[Begin RECORDS FOR THE TASK]
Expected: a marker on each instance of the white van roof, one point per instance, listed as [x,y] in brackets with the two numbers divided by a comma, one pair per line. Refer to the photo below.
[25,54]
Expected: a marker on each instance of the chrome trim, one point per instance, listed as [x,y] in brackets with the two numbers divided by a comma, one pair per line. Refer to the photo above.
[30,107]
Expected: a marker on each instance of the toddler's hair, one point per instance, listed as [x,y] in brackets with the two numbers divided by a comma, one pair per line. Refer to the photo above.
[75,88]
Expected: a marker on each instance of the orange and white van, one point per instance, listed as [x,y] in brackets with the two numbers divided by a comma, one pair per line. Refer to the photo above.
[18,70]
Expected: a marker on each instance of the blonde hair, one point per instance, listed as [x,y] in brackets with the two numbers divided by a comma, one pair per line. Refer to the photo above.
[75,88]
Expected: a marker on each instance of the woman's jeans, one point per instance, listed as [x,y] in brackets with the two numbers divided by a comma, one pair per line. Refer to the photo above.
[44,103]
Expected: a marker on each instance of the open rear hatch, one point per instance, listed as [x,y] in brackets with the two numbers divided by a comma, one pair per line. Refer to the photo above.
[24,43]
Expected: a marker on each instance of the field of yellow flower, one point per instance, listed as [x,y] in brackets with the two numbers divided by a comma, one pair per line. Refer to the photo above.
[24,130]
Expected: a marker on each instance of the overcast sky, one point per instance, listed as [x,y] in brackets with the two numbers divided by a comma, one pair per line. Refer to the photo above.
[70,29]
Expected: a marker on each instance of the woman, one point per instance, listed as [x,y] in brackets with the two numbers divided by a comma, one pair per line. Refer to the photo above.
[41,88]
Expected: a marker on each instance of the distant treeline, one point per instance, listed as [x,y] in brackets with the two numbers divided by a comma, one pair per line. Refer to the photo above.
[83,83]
[End RECORDS FOR THE TASK]
YOUR GOAL —
Please copy the entries again, starting at the line containing "Expected: a marker on each instance of the chrome" and ending at the last entry, swapping "marker" for "dot" and changing nothing else.

SOLUTION TO THIS PROBLEM —
Expected: a dot on each instance of the chrome trim, one point per instance, listed as [x,y] in brackets with the two numbers divided by a comma, one pair per line. Refer to the photo above.
[30,107]
Expected: a dot on each instance of the toddler's hair, one point per instance, listed as [x,y] in brackets with the two numbers divided by a comma, one pair per line. Refer to the photo above.
[75,88]
Expected: a dot on each instance of the orange and white van, one point per instance, listed as [x,y] in brackets with the two numbers divided by a comma, one pair per line. Refer to the photo above.
[18,70]
Expected: a dot on each instance of the blonde hair, one point per instance, listed as [x,y] in brackets with the two numbers divided by a comma, one pair per line. Refer to the photo above.
[75,88]
Expected: a dot on each instance of the woman's jeans, one point per instance, listed as [x,y] in brackets with the two numbers divided by a comma, one pair per line. Refer to the photo above.
[44,103]
Expected: a dot on each instance of the open rear hatch, one point per instance, listed as [x,y] in brackets with the two numbers divided by a comma, one pair per line. Refer to the photo above.
[24,43]
Expected: a dot on each instance of the field of yellow flower, one point per instance, listed as [x,y] in brackets with the two numbers divided by a comma, one pair per line. Refer to the photo above.
[24,130]
Expected: a dot on each instance of the overcast sky, one point per instance, listed as [x,y] in brackets with the two numbers divided by a comma, one pair per line. Refer to the photo above.
[70,29]
Expected: a dot on each instance of the woman, one point per instance, listed as [x,y] in brackets with the two numbers divided by a comma, one pair per line. Refer to the photo above.
[41,88]
Expected: a dot on each instance of the distant treeline, one point per instance, listed as [x,y] in brackets with the two numbers divided by a comma, one pair per line. Refer to the photo above.
[83,83]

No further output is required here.